BOSSUET naquit à Dijon le 27 septembre 1627. Il fut d'abord évêque de Condom et ensuite des Meaux. Né quelques années avant Louis XIV, il accompagna, comme pour les célébrer dignement, toutes les splendeurs de ce règne; il mourut au moment où la prospérité et la gloire du vieux roi avaient trouvé leur terme.

Nommé précepteur du fils de Louis XIV, il composa pour l'instruction de son royal disciple son immortel Discours sur l'histoire universelle, dans lequel il contemple de si haut et d'un regard si vaste tous les événements qui se passent sur la terre. Il nous montre une loi dans la succession des faits historiques; il nous fait voir l'unité au sein de la variété, et l'ordre dans l'apparente confusion des actes de l'humanité. Cette loi est la Providence; cette pensée unique, dont la variété des faits n'est que la manifestation, est l'établissement de la religion chrétienne sur toute la terre. L'exécution de ce tableau historique est aussi parfaite, que l'idée première en est grande, vraie et sublime. Les Oraisons funèbres de Bossuct furent prononcées en différents temps; et jamais paroles plus solennelles et plus terribles ne retentirent sous la voûte des temples, en présence d'un autel et d'un tombeau; jamais le néant des grandeurs humaines et la vanité de toute chose ici-bas ne furent étalés avec tant de force et de vérité. Bossuet mourut le 12 avril

1704, à l'âge de soixante et dix-sept ans.

Extrait des données:
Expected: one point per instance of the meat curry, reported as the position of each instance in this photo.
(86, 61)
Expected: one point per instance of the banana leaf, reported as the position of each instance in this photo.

Consigne écrite 1:
Pour chaque affirmation, dites si elle s'accorde avec le passage sur Bossuet, en répondant oui ou non et en citant mot pour mot les mots qui tranchent.
(a) Bossuet est né à Dijon.
(b) Bossuet est né quelques années après Louis XIV.
(c) Bossuet a écrit le Discours sur l'histoire universelle pour instruire le fils de Louis XIV.
Consigne écrite 2:
Répondez brièvement à ces questions sur le passage sur Bossuet.
(a) De quelle ville Bossuet fut-il d'abord évêque ?
(b) D'après le passage, quelle loi Bossuet montre-t-il dans la succession des faits historiques ?
(c) À quel âge Bossuet est-il mort ?
Consigne écrite 3:
Restituez sans rien changer le bout du passage sur Bossuet qui va de « BOSSUET naquit à » jusqu'à « trouvé leur terme. » inclus.
Les données sont un ensemble à part, sans rapport avec le passage sur Bossuet.

Corrigé détaillé 1:
(a) Oui : « BOSSUET naquit à Dijon le 27 septembre 1627 ».
(b) Non : « Né quelques années avant Louis XIV ».
(c) Oui : « Nommé précepteur du fils de Louis XIV, il composa pour l'instruction de son royal disciple son immortel Discours sur l'histoire universelle ».

Corrigé détaillé 2:
(a) De Condom.
(b) La Providence.
(c) À soixante et dix-sept ans.

Corrigé détaillé 3:
BOSSUET naquit à Dijon le 27 septembre 1627. Il fut d'abord évêque de Condom et ensuite des Meaux. Né quelques années avant Louis XIV, il accompagna, comme pour les célébrer dignement, toutes les splendeurs de ce règne; il mourut au moment où la prospérité et la gloire du vieux roi avaient trouvé leur terme.